*** Opening EXCERPTED PASSAGE ***

Cognitive: The earliest entries for the word “cognitive” in the OED take it to mean roughly pertaining “to the action or process of knowing”.
Cognitive science: the term :
The term “cognitive” in “cognitive science” is “used for any kind of mental operation; cognitive process, or structure that can be studied in precise terms” (Lakoff and Johnson, 1999).
The term “cognitive science” was coined by Christopher Longuet-Higgins in his 1973 commentary on the Light hill report, which concerned the then-current state of Artificial Intelligence research.
Cognitive Psychology:
Cognitive psychology is concerned with information processing, and includes a variety of processes such as attention, perception, learning, and memory. It is also concerned with the structures and representations involved in cognition. Cognitive psychology is one of the more recent additions to psychological research, having only developed as a separate area within the discipline since the late 1950s and early 1960s following the “cognitive revolution” initiated by Noam Chomsky’s 1959 critique of behaviorism and empiricism more generally.
The core focus of cognitive psychology is on how people acquire, process and store information. There are numerous practical applications for cognitive research, such as ways to improve memory, how to increase decision-making accuracy, and how to structure educational curricula to enhance learning.
Cognitive science:
Cognitive science can be defined as the study of mind or the study of thought. We can also define it as the interdisciplinary study of cognition. Cognition includes mental states and processes such as thinking, remembering, language understanding and generation, visual and auditory perception, learning, consciousness, emotions, etc. It embraces multiple research disciplines, including psychology, artificial intelligence, philosophy, neuroscience, linguistics, anthropology, sociology, and biology. It relies on varying scientific methodology (e.g. behavioral experimentation, computational simulations, neuro-imaging, statistical analyses), and spans many levels of analysis of the mind (from low-level learning and decision mechanisms to high-level logic and planning, from neural circuitry to modular brain organization, etc.).
Some cognitive scientists limit their study to human cognition; other consider cognition independently of its implementation in humans or computers.

*** Closing EXCERPTED PASSAGE ***
*** Opening EXERCISE DATA ***

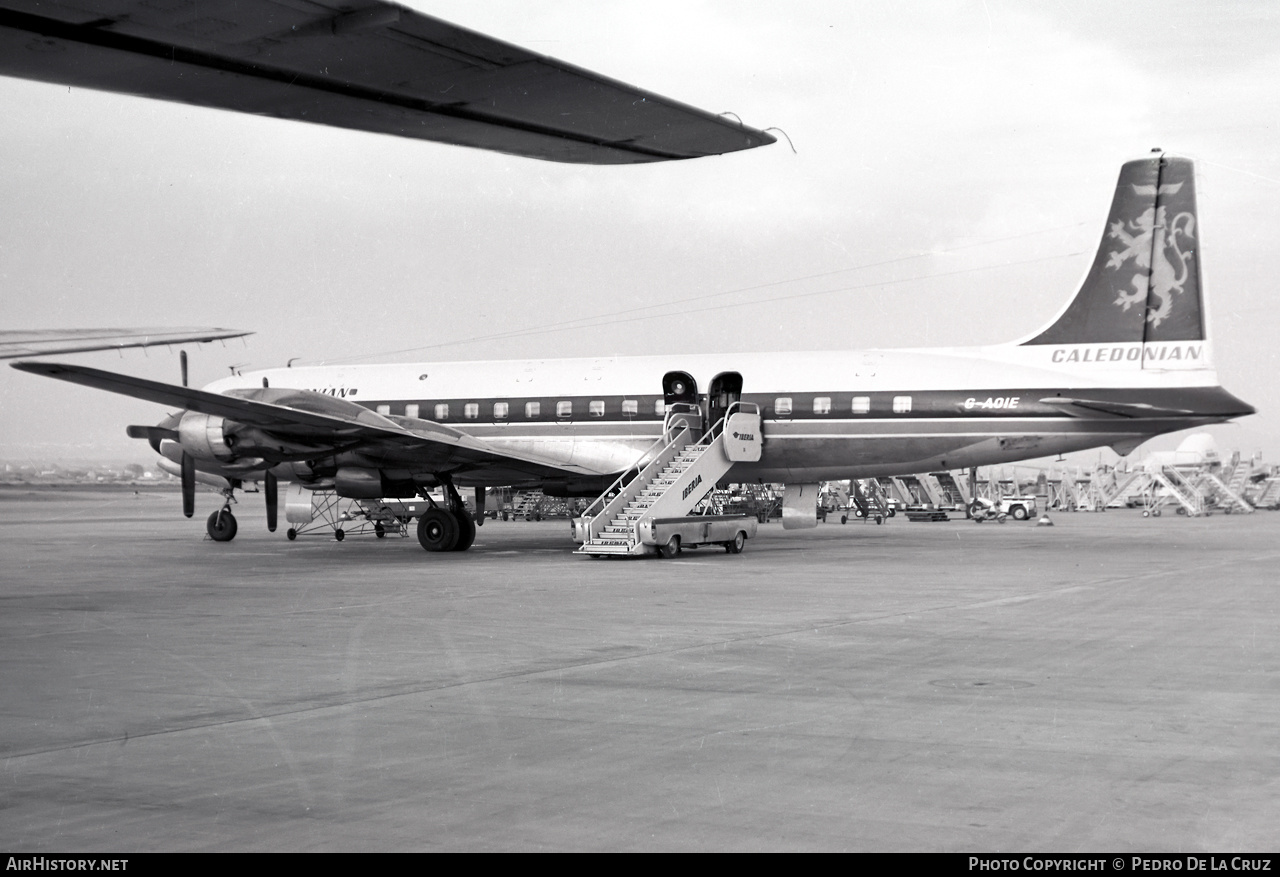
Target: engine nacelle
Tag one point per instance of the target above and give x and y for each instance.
(204, 437)
(357, 483)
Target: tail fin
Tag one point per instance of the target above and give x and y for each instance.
(1144, 283)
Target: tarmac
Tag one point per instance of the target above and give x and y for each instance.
(1107, 684)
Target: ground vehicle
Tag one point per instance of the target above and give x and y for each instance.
(1019, 507)
(984, 510)
(672, 534)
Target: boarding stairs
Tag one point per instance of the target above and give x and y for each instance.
(1226, 498)
(950, 489)
(1270, 494)
(682, 467)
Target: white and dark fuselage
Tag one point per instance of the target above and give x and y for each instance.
(826, 415)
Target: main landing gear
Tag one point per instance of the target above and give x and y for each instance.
(447, 529)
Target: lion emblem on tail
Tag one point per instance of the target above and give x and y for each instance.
(1160, 249)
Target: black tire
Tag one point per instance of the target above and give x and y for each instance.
(437, 530)
(466, 531)
(222, 525)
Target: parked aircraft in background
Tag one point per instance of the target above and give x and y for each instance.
(1127, 359)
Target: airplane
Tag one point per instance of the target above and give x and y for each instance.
(1127, 359)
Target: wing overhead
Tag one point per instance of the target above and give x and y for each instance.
(315, 419)
(369, 65)
(44, 342)
(1084, 407)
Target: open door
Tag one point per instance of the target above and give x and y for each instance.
(725, 391)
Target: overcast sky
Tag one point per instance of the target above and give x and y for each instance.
(952, 168)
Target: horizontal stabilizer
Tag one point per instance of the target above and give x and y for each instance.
(1084, 407)
(46, 342)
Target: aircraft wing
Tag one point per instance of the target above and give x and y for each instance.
(44, 342)
(316, 419)
(1086, 407)
(368, 65)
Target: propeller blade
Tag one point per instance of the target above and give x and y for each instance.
(188, 484)
(273, 499)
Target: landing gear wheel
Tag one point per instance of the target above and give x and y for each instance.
(222, 525)
(466, 531)
(437, 530)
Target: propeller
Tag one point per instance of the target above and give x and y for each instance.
(272, 496)
(188, 484)
(188, 462)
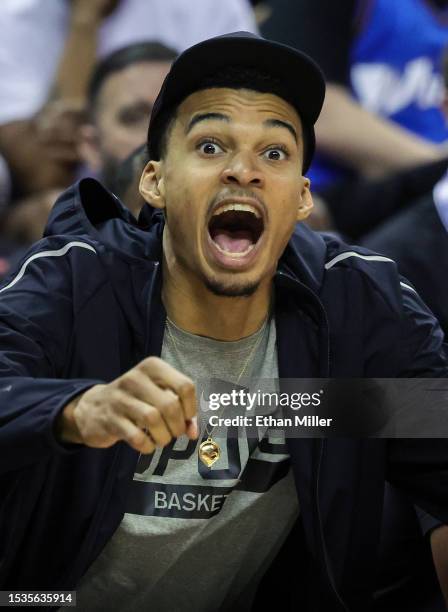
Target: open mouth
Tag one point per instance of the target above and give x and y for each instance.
(236, 228)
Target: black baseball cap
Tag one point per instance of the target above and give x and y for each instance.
(303, 84)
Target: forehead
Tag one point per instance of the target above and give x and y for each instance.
(141, 80)
(238, 104)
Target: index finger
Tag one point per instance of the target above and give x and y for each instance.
(167, 377)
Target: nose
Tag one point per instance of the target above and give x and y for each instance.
(243, 170)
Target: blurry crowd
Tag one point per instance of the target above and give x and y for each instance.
(79, 77)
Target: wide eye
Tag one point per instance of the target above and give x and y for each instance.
(275, 154)
(209, 147)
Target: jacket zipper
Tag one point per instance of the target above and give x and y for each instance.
(324, 551)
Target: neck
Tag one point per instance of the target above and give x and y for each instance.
(195, 309)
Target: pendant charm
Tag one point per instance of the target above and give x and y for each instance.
(209, 452)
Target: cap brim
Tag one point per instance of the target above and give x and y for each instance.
(300, 74)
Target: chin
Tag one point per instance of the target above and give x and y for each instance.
(229, 289)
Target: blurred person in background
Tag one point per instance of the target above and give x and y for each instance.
(121, 94)
(382, 61)
(43, 95)
(127, 181)
(43, 92)
(417, 239)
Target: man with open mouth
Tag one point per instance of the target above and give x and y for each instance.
(113, 482)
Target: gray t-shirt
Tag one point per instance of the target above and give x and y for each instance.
(194, 537)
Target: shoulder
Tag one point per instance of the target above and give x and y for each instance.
(52, 262)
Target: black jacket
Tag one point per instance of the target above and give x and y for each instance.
(85, 305)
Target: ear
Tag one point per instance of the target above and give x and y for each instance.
(88, 147)
(305, 201)
(152, 184)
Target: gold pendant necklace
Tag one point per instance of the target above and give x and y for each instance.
(209, 450)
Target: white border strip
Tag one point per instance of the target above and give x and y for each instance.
(57, 253)
(348, 254)
(408, 287)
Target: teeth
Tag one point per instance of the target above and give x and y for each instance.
(235, 255)
(235, 206)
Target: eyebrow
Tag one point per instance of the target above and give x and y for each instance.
(221, 117)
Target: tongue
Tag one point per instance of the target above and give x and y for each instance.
(233, 242)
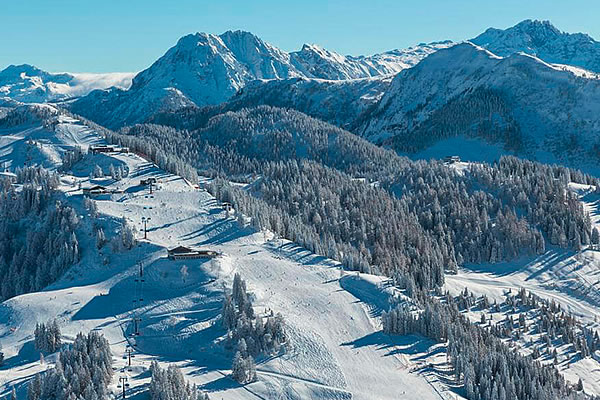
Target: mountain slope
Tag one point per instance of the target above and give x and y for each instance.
(520, 101)
(28, 84)
(341, 103)
(338, 352)
(204, 69)
(543, 40)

*** Closing EXERCISE DATA ***

> **WHAT IS NEEDED**: Output the passage on cognitive science and cognitive psychology word for word, from "Cognitive science: the" up to and including "Artificial Intelligence research.". These records aren't needed for anything here.

> **ANSWER BOX**:
Cognitive science: the term :
The term “cognitive” in “cognitive science” is “used for any kind of mental operation; cognitive process, or structure that can be studied in precise terms” (Lakoff and Johnson, 1999).
The term “cognitive science” was coined by Christopher Longuet-Higgins in his 1973 commentary on the Light hill report, which concerned the then-current state of Artificial Intelligence research.